» **WHAT THE TASK ASKS**: Please rewrite the items from the line with "Find the side" up to and including the line with "(1096, 467)", requests included, adding 75 to both numbers of every answer coordinate pair. Leave the requests and their format samples unchanged.

» **Dataset items**:
'''

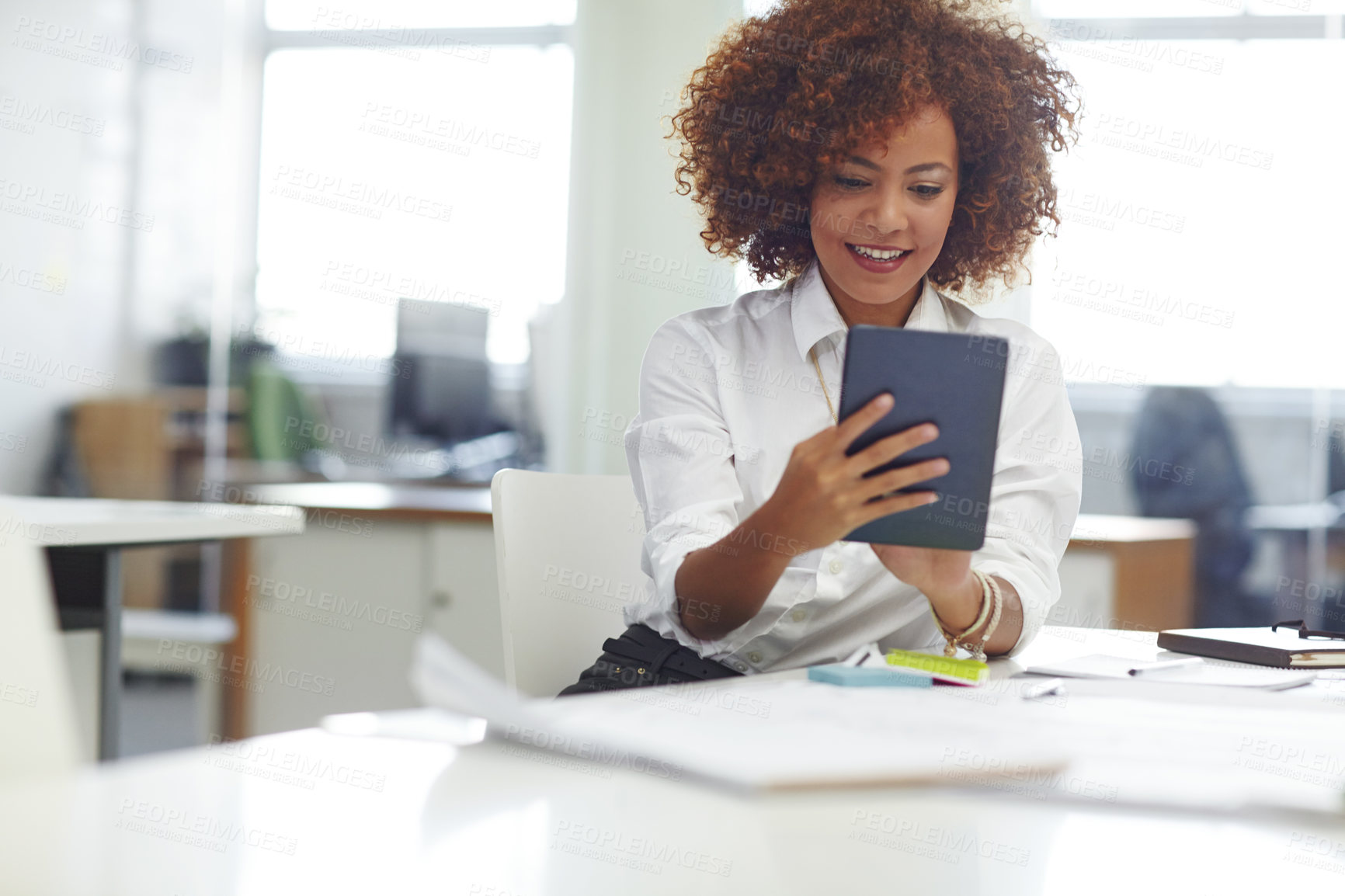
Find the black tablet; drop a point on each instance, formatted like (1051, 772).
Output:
(955, 381)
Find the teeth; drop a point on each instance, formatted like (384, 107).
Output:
(878, 255)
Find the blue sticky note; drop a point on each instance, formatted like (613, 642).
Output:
(864, 677)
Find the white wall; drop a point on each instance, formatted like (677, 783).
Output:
(631, 62)
(62, 282)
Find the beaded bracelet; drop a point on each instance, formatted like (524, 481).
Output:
(992, 607)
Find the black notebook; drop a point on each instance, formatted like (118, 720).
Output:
(1262, 646)
(954, 381)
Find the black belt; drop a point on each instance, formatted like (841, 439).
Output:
(641, 644)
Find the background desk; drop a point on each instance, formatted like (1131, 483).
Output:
(84, 541)
(346, 600)
(1128, 572)
(429, 554)
(314, 813)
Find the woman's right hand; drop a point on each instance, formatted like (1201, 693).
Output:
(823, 494)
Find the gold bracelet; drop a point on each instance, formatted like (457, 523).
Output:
(955, 641)
(978, 650)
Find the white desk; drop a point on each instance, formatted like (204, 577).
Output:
(84, 538)
(314, 813)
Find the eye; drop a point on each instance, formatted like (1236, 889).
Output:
(849, 183)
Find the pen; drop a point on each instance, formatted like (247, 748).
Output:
(1165, 666)
(1049, 686)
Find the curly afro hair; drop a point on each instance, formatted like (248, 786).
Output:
(784, 97)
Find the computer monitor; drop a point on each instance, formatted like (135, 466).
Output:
(441, 378)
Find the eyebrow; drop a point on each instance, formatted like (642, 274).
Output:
(927, 165)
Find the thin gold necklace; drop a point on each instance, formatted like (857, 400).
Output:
(812, 352)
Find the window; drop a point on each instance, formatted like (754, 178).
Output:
(1200, 207)
(408, 161)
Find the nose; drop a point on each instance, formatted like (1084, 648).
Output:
(887, 214)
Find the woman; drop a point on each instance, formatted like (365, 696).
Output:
(869, 151)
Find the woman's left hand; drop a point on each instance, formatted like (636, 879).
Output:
(943, 576)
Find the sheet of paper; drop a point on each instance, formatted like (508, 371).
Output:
(760, 734)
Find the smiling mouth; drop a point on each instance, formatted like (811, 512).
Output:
(878, 253)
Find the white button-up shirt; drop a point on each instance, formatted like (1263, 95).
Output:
(725, 396)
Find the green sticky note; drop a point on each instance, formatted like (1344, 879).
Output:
(868, 677)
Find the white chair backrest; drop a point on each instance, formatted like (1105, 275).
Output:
(568, 554)
(38, 734)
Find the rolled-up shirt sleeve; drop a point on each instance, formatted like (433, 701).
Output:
(1037, 483)
(682, 459)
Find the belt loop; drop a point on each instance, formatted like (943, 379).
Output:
(662, 657)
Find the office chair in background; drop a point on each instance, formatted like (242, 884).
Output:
(1185, 428)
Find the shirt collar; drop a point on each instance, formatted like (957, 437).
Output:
(817, 318)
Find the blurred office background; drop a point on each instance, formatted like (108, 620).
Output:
(257, 242)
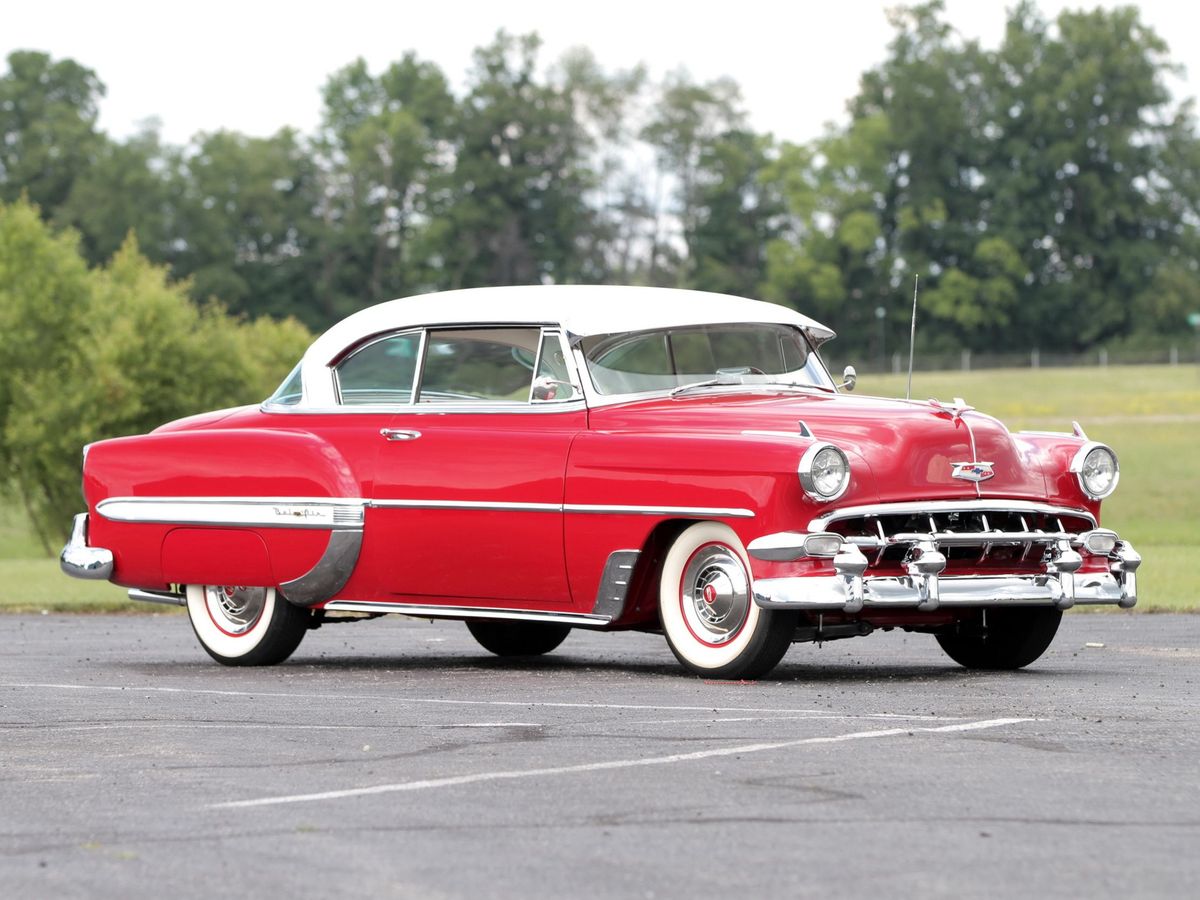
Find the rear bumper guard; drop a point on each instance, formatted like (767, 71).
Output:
(79, 561)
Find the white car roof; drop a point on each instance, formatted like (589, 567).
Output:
(580, 309)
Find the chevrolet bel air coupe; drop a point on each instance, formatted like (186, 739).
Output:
(534, 460)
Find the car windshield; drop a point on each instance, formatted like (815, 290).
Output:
(667, 359)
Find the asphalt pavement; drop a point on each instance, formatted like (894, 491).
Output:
(397, 759)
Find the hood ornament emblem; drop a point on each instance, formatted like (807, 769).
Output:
(973, 472)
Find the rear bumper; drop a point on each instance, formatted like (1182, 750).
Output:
(851, 591)
(81, 561)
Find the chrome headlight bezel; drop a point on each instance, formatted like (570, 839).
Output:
(813, 462)
(1080, 467)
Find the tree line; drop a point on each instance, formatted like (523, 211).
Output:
(1047, 191)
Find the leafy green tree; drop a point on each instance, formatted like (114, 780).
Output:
(108, 352)
(687, 119)
(47, 127)
(131, 186)
(383, 142)
(246, 223)
(514, 208)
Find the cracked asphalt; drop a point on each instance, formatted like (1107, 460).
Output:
(397, 759)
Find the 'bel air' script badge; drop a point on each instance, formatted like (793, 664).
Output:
(975, 472)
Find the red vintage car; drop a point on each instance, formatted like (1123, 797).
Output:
(534, 460)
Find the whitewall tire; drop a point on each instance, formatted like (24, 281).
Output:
(706, 604)
(245, 625)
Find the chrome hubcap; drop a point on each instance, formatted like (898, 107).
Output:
(235, 610)
(715, 594)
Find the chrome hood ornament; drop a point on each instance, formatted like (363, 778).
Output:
(973, 472)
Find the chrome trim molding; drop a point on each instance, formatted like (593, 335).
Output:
(613, 591)
(468, 504)
(81, 561)
(687, 511)
(159, 597)
(805, 472)
(347, 513)
(238, 511)
(424, 611)
(330, 573)
(821, 522)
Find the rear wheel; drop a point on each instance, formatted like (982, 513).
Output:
(706, 604)
(1012, 637)
(245, 625)
(517, 639)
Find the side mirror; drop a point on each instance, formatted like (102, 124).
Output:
(549, 389)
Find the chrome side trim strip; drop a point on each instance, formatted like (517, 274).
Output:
(238, 511)
(687, 511)
(468, 504)
(346, 513)
(330, 573)
(821, 522)
(81, 561)
(573, 508)
(613, 591)
(424, 611)
(159, 597)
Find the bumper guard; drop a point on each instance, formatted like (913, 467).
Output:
(83, 562)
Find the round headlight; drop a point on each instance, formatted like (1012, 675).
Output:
(825, 472)
(1096, 467)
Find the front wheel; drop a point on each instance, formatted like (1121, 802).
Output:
(1006, 639)
(706, 604)
(245, 625)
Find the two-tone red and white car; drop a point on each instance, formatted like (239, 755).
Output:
(534, 460)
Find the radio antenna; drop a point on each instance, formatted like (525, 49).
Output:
(912, 335)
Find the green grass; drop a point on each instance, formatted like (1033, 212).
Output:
(1149, 414)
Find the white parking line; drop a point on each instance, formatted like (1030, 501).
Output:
(441, 701)
(456, 780)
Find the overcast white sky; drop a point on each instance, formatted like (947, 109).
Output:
(257, 66)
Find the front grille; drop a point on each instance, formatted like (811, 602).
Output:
(972, 537)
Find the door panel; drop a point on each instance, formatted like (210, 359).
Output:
(468, 507)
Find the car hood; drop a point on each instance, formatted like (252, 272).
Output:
(909, 447)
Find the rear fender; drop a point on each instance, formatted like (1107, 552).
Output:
(226, 507)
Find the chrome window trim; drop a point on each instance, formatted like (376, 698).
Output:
(486, 407)
(820, 523)
(567, 406)
(595, 399)
(367, 345)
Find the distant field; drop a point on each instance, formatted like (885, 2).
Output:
(1149, 414)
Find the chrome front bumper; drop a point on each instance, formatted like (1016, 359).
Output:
(83, 562)
(927, 589)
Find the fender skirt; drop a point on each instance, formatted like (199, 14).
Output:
(330, 573)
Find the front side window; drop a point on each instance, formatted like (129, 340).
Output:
(646, 361)
(479, 365)
(382, 372)
(291, 393)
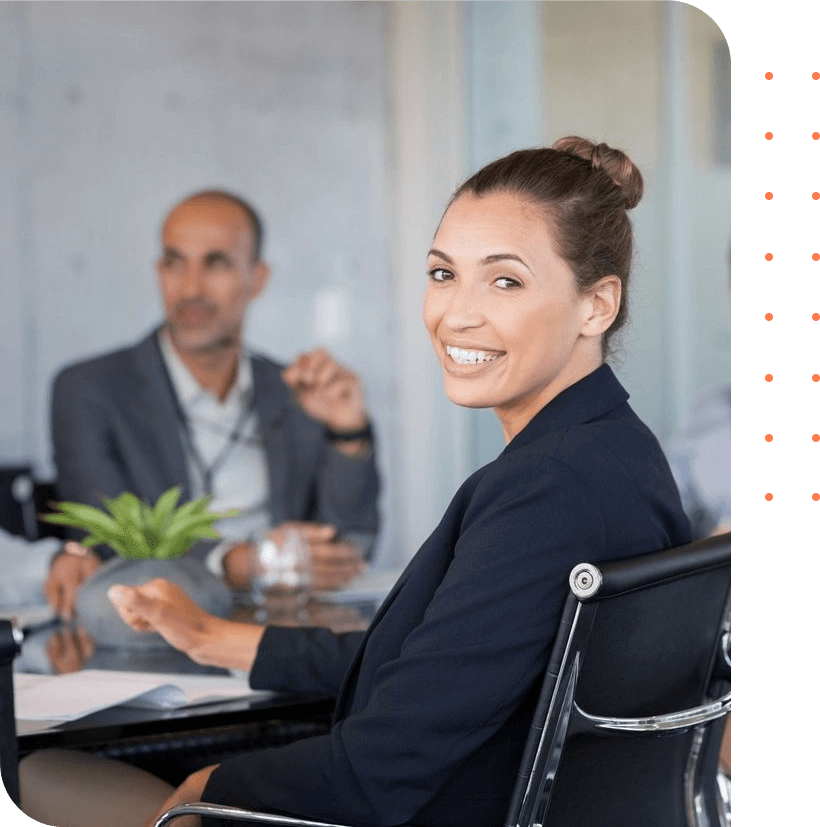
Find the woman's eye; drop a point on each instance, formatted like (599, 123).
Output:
(507, 283)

'''

» **OUTPUT BELOW**:
Find the side mirror; drop a point on each instance, formatted like (102, 124).
Output:
(624, 464)
Find the chrome side trim strip; drop a point on each instance, formatted like (517, 274).
Output:
(313, 586)
(762, 586)
(543, 579)
(421, 588)
(405, 648)
(896, 597)
(156, 636)
(648, 583)
(688, 666)
(499, 686)
(234, 672)
Find the bumper guard; drop a point on each instance, formatted like (913, 467).
Output:
(158, 637)
Find the round headlight; drop a point on each instance, formatted like (1012, 675).
Output:
(900, 547)
(1171, 542)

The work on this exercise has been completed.